■ **Document excerpt**
I’m a little confused by this submission. CASTOR is the old system that has since been replaced by the CERN Tape Array since ~2020: https://cta.web.cern.ch/cta/
This is mentioned on the page but it’s easy to miss.
Does tape array replace castor? Just from the names it sounds like tape array is the actual storage, and castor is an abstraction that automatically decides what's kept on disk and what's kept on tape
The linked page seems to think it does.
"As of June 29th 2020, CTA, the CERN Tape Archive, started to be operated as the successor of CASTOR and gradually replaced it."
The abstraction isn’t really a thing any more. It was a nice idea but in practice it’s an operational nightmare not knowing if data is available and for how long it will be. For reference staging can take days during intense activity and you don’t want to loose performance randomly seeking around and switching between tapes.
As others have said, CASTOR has been discontinued, and replaced with CTA:
This is actually super useful for real world stuff. Thanks for this.
Tape is boring but when an intern / AI / tectonic plate accidently destroys your database setup it is a huge lifesaver
Anybody know what these fancy Oracle tapes are? Is it just their implementation of a regular standard?
If it's Oracle Tape, it's proprietary T10000-series 1/2in linear tape and associated drives, that they got when they absorbed Sun (and Sun got when they bought StorageTek). Multiple vendors made tape media for these, but they were not compatible w/ LTO tape nor the IBM 3590-series enterprise tape format.
There isn’t a recording but slides at linked from that page.
"Castor" was the name of a storage system used for transporting nuclear waste in Germany. There were quite a few protests against shipping nuclear waste through the country.
Wouldn't have been my choice for a software project :-)
It’s also French for Beaver which is more likely the origin of the name.
It's also Latin and Greek for beaver which is more likely the origin of the name.
Latin and Greek aren’t one of the working languages at CERN (French and English are)
also spanish
I would say "Italian" :)
Castor oil makes you poop, maybe there’s a data management metaphor in there somewhere.
A few historical additions for anybody interest:
- CASTOR at CERN had also its disk centric derivative named DPM (Disk pool manager) that helped to power the LHC computing grid for multiple decades (WLCG) before getting deprecated.
- Interestingly DPM had an architecture quite aligned with the original Google File system even if developed completely separately: (One metadata node, multiple disk node. Design to do Write-once-read-many with very partial POSIX semantics).
- The LHC computing Grid is an association of research centers with their own infrastructure. As such, they had (historically) many diffent storage systems with diffent protocols and interface.
- To unify this madness, an attempt to do a "standard" protocol was made in the 2000s: the SRM protocol (storage resources manager).
In a pure XKCD fashion, it went as bad as you can imagine.

■ **Task data**
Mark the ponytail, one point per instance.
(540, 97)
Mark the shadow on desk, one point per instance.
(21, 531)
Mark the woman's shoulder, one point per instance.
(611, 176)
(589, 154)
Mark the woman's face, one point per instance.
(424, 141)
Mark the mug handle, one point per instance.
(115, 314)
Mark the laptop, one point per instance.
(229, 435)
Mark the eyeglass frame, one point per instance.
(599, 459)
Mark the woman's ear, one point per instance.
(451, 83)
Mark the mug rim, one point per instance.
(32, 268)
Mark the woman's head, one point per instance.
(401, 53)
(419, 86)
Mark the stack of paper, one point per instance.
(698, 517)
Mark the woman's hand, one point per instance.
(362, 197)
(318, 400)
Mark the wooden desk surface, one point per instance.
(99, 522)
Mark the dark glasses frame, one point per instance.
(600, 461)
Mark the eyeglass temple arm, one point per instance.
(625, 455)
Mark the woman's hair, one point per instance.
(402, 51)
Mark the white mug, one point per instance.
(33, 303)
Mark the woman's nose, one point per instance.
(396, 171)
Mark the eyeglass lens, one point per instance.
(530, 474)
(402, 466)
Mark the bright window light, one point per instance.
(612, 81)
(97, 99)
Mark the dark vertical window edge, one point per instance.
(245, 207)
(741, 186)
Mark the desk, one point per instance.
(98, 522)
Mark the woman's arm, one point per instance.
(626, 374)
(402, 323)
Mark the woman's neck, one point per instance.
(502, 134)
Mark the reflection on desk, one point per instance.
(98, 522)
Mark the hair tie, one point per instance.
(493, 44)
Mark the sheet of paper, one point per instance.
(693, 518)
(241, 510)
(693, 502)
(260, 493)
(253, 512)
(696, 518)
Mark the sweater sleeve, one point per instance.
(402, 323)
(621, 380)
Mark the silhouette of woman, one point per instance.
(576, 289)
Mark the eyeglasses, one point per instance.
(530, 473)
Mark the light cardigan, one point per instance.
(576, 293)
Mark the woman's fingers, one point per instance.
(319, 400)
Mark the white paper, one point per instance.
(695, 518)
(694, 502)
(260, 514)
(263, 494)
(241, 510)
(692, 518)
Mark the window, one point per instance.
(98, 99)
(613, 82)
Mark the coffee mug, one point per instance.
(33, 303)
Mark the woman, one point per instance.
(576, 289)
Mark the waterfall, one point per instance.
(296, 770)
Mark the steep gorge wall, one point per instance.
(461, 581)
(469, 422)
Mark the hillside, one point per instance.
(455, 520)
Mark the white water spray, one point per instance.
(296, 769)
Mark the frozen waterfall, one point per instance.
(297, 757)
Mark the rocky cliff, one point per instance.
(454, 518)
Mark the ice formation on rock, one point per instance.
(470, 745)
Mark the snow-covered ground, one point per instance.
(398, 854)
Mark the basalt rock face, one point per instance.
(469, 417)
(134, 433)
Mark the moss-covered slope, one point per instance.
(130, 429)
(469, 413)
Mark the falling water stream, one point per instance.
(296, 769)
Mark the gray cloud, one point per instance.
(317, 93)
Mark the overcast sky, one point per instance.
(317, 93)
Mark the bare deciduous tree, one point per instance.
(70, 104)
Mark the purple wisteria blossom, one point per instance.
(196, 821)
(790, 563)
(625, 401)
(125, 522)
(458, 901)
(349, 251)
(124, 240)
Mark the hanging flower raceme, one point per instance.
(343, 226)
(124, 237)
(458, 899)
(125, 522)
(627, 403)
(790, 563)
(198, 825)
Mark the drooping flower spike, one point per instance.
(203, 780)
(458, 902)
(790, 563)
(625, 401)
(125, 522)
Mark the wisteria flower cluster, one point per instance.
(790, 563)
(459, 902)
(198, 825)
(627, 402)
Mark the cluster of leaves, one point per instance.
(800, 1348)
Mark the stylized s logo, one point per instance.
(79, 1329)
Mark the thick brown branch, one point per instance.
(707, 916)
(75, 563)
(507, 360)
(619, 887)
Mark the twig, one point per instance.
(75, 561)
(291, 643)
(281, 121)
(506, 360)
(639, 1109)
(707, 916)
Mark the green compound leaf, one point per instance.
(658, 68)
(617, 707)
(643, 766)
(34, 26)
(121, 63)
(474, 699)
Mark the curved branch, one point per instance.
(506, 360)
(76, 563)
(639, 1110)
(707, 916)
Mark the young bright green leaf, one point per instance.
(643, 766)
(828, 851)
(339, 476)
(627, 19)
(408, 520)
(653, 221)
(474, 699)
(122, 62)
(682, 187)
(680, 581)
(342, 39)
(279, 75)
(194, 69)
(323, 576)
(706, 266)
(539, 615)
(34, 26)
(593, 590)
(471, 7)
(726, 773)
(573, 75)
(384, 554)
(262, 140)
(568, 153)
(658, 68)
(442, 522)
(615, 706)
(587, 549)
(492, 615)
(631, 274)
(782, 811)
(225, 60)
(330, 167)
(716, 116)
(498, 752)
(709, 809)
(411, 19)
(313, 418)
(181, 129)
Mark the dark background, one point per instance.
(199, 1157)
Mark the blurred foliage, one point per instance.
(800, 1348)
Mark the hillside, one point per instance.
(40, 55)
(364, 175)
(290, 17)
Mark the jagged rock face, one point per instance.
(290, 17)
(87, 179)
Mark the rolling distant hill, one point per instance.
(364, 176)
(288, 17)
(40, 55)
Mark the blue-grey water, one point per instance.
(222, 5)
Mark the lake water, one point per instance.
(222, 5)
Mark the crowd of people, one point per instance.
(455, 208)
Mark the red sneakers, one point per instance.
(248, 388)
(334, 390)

■ **Problem 1**
Print the forum thread on CERN's tape storage from "Does tape array" to "think it does.".
■ **Problem 2**
Output the lines of the listing from the line with "Mark the crowd" through the listing's final line.

■ **Written reply 1**
Does tape array replace castor? Just from the names it sounds like tape array is the actual storage, and castor is an abstraction that automatically decides what's kept on disk and what's kept on tape
The linked page seems to think it does.

■ **Written reply 2**
Mark the crowd of people, one point per instance.
(455, 208)
Mark the red sneakers, one point per instance.
(248, 388)
(334, 390)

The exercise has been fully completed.